(Data items)
++++++

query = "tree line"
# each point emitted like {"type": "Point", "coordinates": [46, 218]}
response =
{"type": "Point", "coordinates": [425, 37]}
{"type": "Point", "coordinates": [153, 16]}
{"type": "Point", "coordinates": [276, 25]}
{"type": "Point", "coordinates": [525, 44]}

++++++

## [WHAT TO PRODUCE]
Output all of the data above without any alteration.

## [ANSWER TO THIS TASK]
query = "tree line"
# each point emitted like {"type": "Point", "coordinates": [46, 218]}
response =
{"type": "Point", "coordinates": [425, 37]}
{"type": "Point", "coordinates": [153, 16]}
{"type": "Point", "coordinates": [276, 25]}
{"type": "Point", "coordinates": [525, 44]}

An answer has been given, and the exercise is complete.